● **DO THIS**:
Show every line of the records below that contains the string "metal", copying each line in full. Case counts: match only that capitalization.

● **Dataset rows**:

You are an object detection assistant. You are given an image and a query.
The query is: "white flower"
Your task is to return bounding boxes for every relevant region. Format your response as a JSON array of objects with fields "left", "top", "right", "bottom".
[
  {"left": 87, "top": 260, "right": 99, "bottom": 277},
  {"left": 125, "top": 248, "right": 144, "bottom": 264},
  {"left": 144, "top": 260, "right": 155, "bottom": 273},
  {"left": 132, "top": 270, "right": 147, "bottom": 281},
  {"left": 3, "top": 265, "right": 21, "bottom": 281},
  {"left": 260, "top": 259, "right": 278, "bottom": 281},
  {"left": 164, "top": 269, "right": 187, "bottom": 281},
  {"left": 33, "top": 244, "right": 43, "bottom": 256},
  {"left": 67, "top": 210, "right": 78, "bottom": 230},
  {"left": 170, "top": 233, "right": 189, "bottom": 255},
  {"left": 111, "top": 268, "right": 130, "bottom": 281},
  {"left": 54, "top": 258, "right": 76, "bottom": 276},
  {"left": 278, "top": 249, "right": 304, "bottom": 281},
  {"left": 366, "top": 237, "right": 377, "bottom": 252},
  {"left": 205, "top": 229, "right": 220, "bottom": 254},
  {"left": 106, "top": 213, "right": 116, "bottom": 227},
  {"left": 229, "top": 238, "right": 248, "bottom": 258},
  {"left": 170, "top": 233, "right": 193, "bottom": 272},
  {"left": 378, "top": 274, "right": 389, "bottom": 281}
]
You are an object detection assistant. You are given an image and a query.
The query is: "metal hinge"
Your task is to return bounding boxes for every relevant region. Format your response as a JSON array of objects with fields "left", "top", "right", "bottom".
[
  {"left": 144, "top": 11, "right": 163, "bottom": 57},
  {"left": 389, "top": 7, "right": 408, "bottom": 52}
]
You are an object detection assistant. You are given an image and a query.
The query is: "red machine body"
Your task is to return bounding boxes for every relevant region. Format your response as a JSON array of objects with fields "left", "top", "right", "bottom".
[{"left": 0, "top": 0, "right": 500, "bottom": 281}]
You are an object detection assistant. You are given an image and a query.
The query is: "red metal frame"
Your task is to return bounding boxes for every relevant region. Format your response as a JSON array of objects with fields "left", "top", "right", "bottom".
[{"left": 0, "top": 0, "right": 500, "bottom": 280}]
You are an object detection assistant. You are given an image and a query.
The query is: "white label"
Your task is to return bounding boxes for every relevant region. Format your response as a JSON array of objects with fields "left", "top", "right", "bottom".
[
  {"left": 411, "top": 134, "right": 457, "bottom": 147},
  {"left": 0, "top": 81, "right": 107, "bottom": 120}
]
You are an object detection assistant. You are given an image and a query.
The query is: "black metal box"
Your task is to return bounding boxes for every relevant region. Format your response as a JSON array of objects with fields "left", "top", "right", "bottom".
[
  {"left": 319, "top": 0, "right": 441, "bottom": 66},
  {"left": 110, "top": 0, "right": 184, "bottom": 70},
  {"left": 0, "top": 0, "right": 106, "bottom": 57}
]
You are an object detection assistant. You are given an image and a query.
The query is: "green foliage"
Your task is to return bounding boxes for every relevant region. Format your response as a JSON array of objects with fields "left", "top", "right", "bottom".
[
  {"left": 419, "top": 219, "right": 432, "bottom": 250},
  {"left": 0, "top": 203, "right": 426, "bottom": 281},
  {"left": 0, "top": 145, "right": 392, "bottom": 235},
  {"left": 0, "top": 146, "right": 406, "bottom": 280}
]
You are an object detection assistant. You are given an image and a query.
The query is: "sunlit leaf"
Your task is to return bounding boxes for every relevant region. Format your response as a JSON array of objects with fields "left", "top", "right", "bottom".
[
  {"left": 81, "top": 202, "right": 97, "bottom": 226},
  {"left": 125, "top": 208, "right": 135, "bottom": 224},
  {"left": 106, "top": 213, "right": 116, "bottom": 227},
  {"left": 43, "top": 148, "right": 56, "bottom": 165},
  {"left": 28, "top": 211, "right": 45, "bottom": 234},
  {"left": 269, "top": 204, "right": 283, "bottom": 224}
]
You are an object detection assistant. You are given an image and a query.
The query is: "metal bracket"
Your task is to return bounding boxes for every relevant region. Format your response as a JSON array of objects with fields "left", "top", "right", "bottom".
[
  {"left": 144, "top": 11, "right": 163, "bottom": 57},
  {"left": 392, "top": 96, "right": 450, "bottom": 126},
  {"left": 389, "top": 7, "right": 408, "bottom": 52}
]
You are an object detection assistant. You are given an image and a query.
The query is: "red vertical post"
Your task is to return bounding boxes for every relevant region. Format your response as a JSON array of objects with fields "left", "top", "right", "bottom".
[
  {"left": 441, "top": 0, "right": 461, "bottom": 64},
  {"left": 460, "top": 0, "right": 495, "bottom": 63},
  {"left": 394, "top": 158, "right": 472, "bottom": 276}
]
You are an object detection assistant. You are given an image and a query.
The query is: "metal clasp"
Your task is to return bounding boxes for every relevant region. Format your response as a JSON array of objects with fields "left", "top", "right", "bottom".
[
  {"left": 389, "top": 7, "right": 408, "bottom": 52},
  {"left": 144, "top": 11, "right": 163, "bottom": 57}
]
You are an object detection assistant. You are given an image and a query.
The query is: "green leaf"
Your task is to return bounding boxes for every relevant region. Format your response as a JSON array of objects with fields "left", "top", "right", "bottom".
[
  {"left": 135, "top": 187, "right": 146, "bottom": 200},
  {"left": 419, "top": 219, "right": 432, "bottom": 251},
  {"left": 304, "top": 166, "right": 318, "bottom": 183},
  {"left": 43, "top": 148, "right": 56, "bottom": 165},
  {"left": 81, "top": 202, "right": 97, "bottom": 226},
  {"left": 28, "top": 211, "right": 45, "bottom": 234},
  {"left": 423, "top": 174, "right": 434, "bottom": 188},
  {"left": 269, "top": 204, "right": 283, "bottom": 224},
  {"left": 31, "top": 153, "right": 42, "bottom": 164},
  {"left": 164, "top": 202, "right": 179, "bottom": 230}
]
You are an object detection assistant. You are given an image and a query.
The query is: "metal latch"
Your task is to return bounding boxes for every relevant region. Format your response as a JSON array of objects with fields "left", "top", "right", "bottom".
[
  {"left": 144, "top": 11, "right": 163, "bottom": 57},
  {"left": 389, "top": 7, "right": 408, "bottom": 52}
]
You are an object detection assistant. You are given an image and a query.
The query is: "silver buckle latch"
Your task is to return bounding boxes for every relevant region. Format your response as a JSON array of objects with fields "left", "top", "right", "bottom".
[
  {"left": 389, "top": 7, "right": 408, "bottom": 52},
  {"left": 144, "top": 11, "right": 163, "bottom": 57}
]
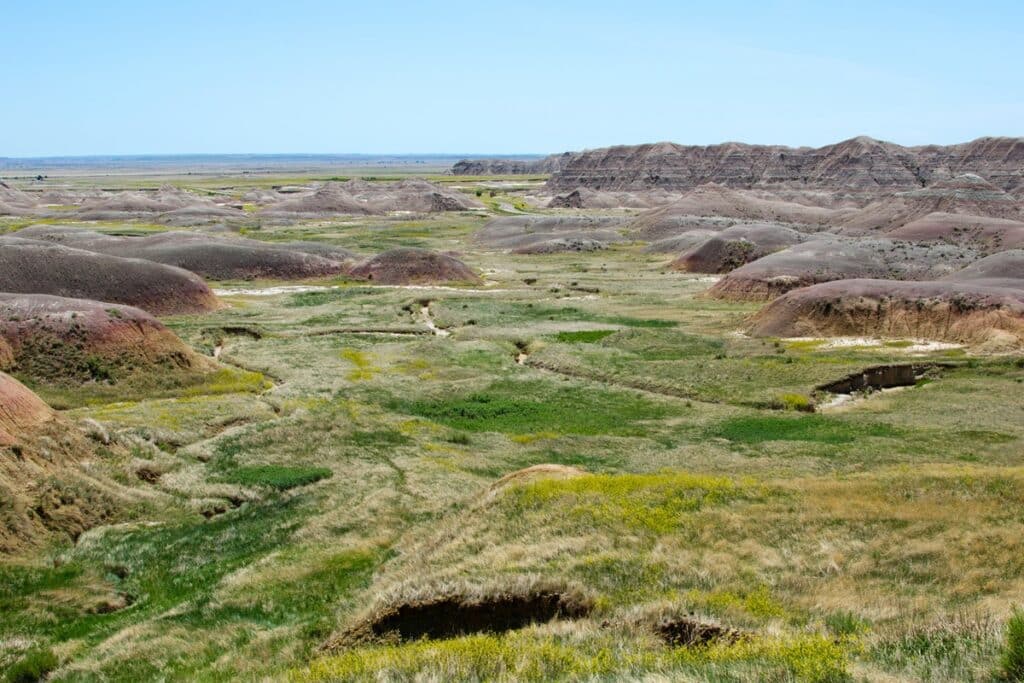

● **EXERCISE RESULT**:
The query is: "metal hinge"
The query is: "red metal frame"
The query is: "black metal box"
The query is: "metal bracket"
The query is: "metal clasp"
The query is: "metal latch"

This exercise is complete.